Growing up in Grand Haven, Michigan, by the shores of the titular lake, Elise Faulkner is shy and withdrawn, much to the chagrin of her ex–beauty queen mother. Despite the former Miss Coast Guard’s efforts to help Elise make local friends, she prefers to stay home reading or writing to one of her international pen pals, like Fabrice Nwanko, the Ghanian schoolgirl who reveals her uncle’s encounter with a mermaid. Elise is fascinated by mermaids because of her scandalous great-grandmother Margaret Stieg, a wreck diver who claimed her life was saved by one when her oxygen was cut off during an underwater mission to retrieve a sunken diamond ring. Elise’s quiet, dreamy life changes when her mother introduces her to world-traveling, cigarette-smoking Chiara. As the two girls become fast friends, bonding over vintage fashion and playing hooky at the beach, Elise discovers she’s inherited some of Margaret’s daring after all—especially after meeting Miguel Ballesteros, a Roma carnival worker and flamenco guitarist who tells her, “I’m your destiny.” Will their romance lure her away from the lake—and the people—she loves? And will the darkness of Miguel’s future sweep Elise under with it? While Elise remains a fairly passive character throughout the narrative, Kamata (The Beautiful One Has Come, 2015, etc.) pulls off the difficult trick of writing a book that’s thoughtful and slow-paced without overexplaining or making the story plodding. Her writing is clear and confident, with an eye for vivid details—“dormer windows like lidded eyes” or “one round little pea...like a jewel.” She unfortunately uses the term “Gypsy” in place of “Roma” more than once, and Miguel’s air of mystery may read as stereotypical. But readers carried along by Elise’s tale will find themselves wanting more.

▶ [JOB 1]
Translate this sentence from the book review into Spanish: "But readers carried along by Elise’s tale will find themselves wanting more."

▶ [LISTING]
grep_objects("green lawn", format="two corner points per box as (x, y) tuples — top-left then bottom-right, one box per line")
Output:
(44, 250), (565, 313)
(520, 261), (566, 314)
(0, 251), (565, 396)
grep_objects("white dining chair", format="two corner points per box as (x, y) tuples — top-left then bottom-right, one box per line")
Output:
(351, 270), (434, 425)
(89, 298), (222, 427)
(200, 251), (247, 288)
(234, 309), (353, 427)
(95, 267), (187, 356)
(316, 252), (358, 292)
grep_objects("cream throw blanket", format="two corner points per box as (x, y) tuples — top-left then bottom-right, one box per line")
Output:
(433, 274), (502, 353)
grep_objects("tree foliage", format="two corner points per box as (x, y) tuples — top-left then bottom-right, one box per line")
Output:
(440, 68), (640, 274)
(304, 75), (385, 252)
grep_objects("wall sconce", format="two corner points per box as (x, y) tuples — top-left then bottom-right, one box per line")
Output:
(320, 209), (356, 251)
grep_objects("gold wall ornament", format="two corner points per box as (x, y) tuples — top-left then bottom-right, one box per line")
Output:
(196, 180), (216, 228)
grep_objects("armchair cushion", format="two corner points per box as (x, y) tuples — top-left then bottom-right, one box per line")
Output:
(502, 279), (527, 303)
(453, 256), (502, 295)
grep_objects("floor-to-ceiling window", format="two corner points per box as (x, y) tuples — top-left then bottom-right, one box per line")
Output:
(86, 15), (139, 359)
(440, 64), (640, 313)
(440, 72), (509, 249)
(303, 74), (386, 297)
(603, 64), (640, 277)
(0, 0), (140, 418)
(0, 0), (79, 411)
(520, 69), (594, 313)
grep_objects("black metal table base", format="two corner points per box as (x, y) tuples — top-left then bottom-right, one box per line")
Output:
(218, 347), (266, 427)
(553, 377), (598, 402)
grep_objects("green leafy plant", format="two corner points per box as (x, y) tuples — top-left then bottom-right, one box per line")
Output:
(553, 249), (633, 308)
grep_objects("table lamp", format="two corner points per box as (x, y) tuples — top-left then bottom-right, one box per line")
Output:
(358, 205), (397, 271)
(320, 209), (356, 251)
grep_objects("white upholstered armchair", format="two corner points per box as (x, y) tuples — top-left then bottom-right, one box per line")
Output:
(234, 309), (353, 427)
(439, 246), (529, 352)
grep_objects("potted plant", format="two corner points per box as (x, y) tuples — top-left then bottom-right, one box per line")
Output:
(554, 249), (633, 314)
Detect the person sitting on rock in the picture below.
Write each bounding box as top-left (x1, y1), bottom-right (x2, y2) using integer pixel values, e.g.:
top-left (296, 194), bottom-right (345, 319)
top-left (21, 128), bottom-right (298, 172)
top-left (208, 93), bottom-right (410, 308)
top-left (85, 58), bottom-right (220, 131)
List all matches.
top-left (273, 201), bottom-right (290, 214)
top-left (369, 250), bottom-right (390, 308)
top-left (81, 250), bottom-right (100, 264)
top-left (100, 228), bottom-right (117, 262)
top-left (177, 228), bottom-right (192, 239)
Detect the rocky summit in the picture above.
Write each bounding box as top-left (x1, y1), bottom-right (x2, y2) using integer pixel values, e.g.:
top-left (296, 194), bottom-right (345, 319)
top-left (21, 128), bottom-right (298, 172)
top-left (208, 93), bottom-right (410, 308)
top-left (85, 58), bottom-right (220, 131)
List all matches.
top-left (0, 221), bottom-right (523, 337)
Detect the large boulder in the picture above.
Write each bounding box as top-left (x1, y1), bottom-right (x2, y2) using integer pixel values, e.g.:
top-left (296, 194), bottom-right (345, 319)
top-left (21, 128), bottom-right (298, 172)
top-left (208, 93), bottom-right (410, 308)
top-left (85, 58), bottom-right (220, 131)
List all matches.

▶ [JOB 2]
Reproduce everything in the records from the first line down to the line containing "(0, 251), (565, 396)", both ends included, requests too. Multiply each box corner coordinate in the answers by 2.4 and round to whole numbers, with halves rounding up.

▶ [CORRECT ANSWER 1]
Pero los lectores que se dejen llevar por la historia de Elise se quedarán con ganas de más.

▶ [CORRECT ANSWER 2]
grep_objects("green lawn", format="two corner points per box as (x, y) tuples — top-left then bottom-right, one box per line")
Output:
(106, 600), (1356, 751)
(1248, 626), (1358, 754)
(0, 602), (1356, 950)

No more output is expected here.